-------- Data shown
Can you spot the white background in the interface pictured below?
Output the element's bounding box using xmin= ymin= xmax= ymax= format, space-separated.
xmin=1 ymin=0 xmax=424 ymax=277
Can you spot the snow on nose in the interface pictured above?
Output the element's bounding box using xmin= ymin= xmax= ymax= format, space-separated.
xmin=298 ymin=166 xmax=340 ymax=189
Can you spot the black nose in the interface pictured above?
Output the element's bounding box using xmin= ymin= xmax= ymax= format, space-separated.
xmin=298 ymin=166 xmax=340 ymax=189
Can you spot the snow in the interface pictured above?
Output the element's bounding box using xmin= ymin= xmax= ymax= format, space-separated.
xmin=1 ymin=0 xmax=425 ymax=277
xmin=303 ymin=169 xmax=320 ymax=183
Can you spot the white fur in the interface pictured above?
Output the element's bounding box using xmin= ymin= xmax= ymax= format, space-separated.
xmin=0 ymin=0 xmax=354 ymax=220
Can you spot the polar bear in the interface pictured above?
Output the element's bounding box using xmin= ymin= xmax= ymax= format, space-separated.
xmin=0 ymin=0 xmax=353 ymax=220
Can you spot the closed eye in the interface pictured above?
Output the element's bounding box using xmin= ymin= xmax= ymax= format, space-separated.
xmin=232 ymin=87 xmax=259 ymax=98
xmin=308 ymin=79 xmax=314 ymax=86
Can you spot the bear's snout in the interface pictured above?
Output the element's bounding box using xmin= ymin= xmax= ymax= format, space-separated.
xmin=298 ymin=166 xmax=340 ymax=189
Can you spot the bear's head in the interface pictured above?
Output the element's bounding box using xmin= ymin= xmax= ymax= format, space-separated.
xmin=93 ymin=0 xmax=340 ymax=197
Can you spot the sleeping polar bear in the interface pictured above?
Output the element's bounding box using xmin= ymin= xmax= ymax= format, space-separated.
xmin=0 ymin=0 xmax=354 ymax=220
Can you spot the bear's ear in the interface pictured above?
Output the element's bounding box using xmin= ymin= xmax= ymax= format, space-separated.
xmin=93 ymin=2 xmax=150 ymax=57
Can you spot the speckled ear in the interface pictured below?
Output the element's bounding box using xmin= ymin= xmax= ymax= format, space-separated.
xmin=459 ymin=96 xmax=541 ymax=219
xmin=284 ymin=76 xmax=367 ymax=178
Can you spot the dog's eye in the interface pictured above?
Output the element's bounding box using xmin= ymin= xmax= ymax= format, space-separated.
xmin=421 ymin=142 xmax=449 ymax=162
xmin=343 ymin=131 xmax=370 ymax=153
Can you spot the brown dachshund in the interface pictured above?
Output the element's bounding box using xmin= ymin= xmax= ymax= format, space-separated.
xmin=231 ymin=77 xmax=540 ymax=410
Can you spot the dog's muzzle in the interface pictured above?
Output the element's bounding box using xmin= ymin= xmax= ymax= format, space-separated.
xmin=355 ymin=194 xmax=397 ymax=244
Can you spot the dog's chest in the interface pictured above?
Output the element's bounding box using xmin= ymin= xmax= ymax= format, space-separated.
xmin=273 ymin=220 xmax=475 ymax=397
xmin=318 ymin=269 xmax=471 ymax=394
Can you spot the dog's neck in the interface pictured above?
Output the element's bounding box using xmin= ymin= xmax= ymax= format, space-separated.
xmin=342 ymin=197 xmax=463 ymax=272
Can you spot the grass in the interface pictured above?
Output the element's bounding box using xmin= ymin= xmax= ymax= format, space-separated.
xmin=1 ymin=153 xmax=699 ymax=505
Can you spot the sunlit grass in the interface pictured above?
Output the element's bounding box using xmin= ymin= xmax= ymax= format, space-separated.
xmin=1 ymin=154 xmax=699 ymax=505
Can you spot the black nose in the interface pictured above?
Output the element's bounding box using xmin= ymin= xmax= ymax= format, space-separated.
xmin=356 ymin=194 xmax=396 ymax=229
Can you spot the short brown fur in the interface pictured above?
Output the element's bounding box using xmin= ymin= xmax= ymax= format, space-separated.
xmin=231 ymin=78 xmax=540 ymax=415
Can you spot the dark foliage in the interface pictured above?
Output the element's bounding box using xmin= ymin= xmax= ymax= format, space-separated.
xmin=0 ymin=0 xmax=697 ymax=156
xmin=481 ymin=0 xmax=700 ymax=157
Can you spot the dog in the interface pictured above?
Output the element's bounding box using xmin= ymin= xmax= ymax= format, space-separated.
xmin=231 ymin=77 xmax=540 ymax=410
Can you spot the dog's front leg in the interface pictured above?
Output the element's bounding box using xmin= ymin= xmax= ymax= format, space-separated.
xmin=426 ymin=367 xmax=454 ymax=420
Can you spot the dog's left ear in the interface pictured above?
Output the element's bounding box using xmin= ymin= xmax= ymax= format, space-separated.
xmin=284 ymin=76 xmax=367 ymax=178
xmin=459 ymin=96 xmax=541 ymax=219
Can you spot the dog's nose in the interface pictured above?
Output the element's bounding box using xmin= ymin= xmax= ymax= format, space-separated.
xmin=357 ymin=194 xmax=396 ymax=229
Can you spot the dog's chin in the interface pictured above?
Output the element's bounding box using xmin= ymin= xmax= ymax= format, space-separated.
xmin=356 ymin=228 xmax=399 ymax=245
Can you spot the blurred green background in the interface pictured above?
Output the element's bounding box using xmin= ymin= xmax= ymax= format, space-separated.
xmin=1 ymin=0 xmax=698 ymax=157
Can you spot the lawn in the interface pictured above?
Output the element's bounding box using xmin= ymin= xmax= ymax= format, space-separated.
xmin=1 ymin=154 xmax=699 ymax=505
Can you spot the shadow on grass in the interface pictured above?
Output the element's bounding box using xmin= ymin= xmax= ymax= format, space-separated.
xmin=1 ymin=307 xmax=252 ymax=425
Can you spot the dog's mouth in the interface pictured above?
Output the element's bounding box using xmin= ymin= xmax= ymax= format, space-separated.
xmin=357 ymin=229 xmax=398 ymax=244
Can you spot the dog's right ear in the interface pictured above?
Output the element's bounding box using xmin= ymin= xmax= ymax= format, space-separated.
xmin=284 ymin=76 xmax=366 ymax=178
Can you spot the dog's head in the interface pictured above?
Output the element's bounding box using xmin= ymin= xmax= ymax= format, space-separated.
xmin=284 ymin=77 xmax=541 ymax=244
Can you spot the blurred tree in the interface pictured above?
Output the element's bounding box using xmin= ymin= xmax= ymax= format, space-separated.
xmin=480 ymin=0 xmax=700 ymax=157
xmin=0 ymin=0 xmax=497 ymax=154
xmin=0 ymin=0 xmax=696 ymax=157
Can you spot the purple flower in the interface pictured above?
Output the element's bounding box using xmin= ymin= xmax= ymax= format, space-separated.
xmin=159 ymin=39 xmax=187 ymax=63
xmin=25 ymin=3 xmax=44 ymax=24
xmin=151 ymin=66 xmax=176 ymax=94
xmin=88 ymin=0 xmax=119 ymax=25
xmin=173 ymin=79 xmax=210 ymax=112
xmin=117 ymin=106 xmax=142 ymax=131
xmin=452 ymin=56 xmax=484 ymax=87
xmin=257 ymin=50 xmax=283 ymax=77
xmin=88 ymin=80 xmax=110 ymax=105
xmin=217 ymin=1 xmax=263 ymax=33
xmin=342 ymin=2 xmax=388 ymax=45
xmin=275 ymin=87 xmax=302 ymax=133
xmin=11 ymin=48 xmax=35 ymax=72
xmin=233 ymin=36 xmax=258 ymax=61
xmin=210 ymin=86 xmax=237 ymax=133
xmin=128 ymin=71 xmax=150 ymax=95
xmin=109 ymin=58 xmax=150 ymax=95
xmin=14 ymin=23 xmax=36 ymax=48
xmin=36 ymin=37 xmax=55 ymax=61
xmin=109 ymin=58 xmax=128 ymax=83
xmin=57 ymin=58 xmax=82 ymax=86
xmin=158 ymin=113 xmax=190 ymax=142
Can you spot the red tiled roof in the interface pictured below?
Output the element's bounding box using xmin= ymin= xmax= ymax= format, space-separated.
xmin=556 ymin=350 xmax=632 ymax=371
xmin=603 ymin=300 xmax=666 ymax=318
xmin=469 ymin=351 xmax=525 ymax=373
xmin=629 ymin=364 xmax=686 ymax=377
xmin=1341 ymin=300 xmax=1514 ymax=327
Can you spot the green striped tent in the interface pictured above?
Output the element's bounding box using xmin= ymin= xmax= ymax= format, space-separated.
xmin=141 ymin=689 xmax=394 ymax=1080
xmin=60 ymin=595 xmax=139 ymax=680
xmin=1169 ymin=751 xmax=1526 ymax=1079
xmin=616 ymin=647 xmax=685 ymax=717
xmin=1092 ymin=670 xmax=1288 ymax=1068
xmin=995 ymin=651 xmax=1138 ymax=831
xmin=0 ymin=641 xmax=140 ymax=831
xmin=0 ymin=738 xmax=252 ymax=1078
----------------
### Required action:
Give again, exactly as written, the lines running from the first line of the data above through the line that contains "Can you spot the white fur".

### Task output:
Can you spot the white background in the interface pictured below?
Output the element's bounding box using xmin= ymin= xmax= ymax= format, space-separated.
xmin=1 ymin=0 xmax=424 ymax=277
Can you spot the snow on nose in the interface pictured above?
Output the element's bounding box using xmin= ymin= xmax= ymax= format, space-separated.
xmin=298 ymin=166 xmax=340 ymax=189
Can you spot the black nose in the interface pictured above?
Output the element's bounding box using xmin= ymin= xmax= ymax= format, space-separated.
xmin=298 ymin=166 xmax=340 ymax=189
Can you spot the snow in the interface pictured above?
Output the element's bounding box using xmin= ymin= xmax= ymax= format, space-separated.
xmin=1 ymin=0 xmax=425 ymax=277
xmin=303 ymin=169 xmax=320 ymax=183
Can you spot the white fur in the interface pictured above?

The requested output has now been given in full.